A faithful copy of all the entries is required, with no pictures in it.

--- START ---

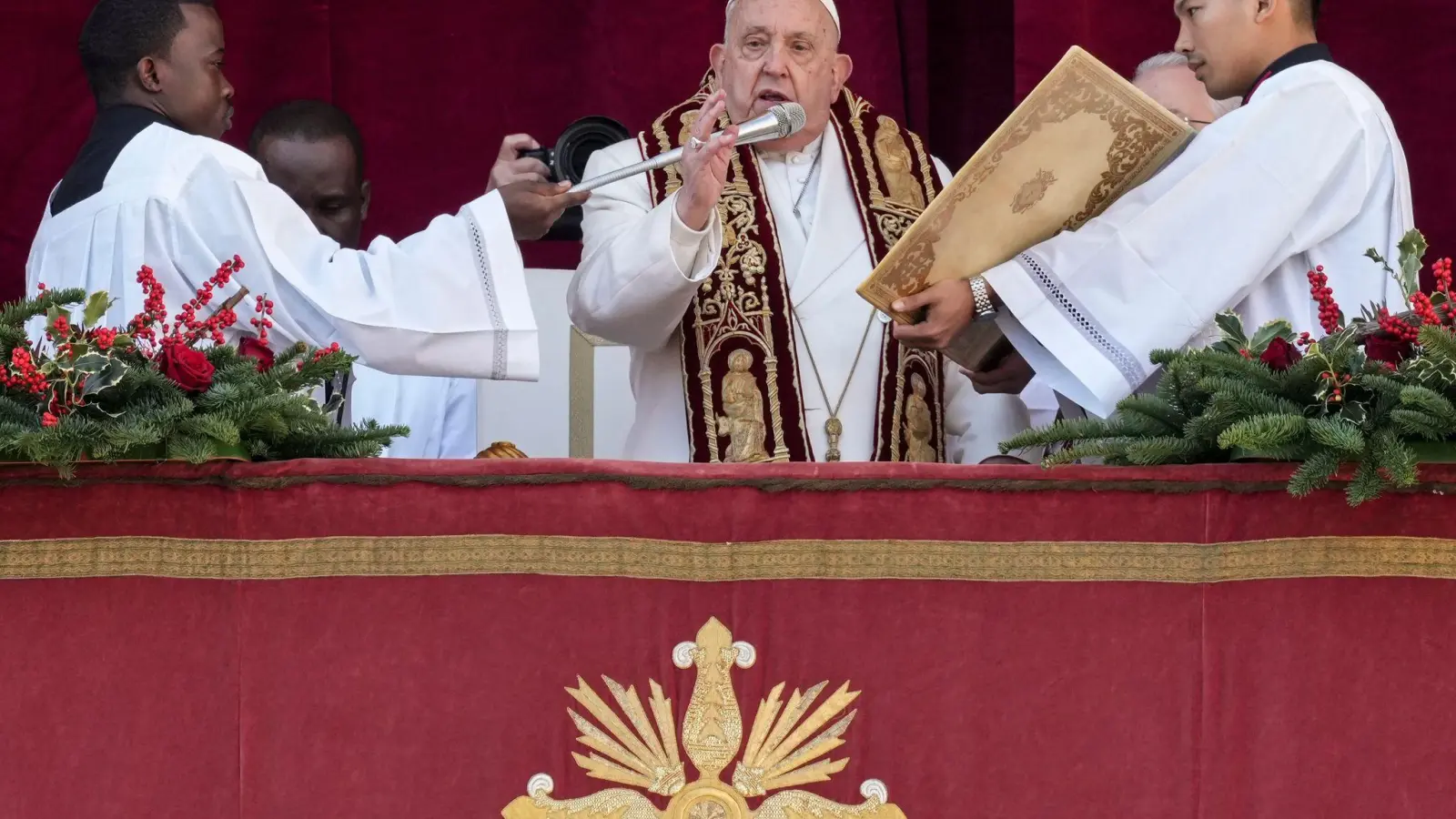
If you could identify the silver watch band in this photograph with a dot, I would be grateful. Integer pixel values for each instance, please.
(983, 298)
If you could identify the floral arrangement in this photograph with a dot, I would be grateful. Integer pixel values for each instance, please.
(165, 389)
(1373, 395)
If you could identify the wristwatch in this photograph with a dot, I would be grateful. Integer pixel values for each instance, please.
(983, 298)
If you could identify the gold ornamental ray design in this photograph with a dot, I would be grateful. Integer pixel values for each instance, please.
(788, 745)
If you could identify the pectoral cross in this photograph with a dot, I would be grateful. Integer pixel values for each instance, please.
(834, 429)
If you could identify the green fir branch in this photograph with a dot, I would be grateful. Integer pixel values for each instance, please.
(1337, 435)
(1264, 431)
(1394, 458)
(1412, 423)
(1431, 404)
(16, 314)
(1315, 472)
(1063, 430)
(1366, 486)
(1155, 452)
(1155, 409)
(1108, 450)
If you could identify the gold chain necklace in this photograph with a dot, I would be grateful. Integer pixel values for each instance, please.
(834, 428)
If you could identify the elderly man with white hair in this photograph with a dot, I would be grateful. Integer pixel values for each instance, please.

--- END ---

▶ **Answer space**:
If you could identify the silver watch band in this photograph with a dot, I would be grateful. Integer pixel values for each instance, please.
(983, 298)
If you could identify the floral arrangement in this photograph with a dot, I would be grateful. Integer pixel values for each instance, please.
(165, 389)
(1373, 395)
If you could identify the wristwatch in this photograph with a dot, I would be grateful. Integer pixel values for each instance, please.
(983, 298)
If you could identify the gold ornamental ray design in this photograph with a dot, I would be grateful. Integer pixel values for each instance, please.
(788, 745)
If you could identify the pectoral cross in this photograph with a dot, I would be grateful. Integer pixel values for each instance, please.
(834, 429)
If you could identify the green fir branch in this photograph with a dot, I would be grateful. Integer pixel values for each instance, please.
(1337, 435)
(1264, 431)
(1394, 458)
(1412, 423)
(1431, 404)
(16, 314)
(1315, 472)
(1063, 430)
(1366, 486)
(1155, 452)
(1155, 409)
(1108, 450)
If you could identify the gold chain necklace in this photograph with a dot, I would be grateful. Integer pixel values for each instance, please.
(834, 428)
If you could identify the elderly man with white hair in this photograph with a dot, I would be grateful. Integer pixel values for each instance, please.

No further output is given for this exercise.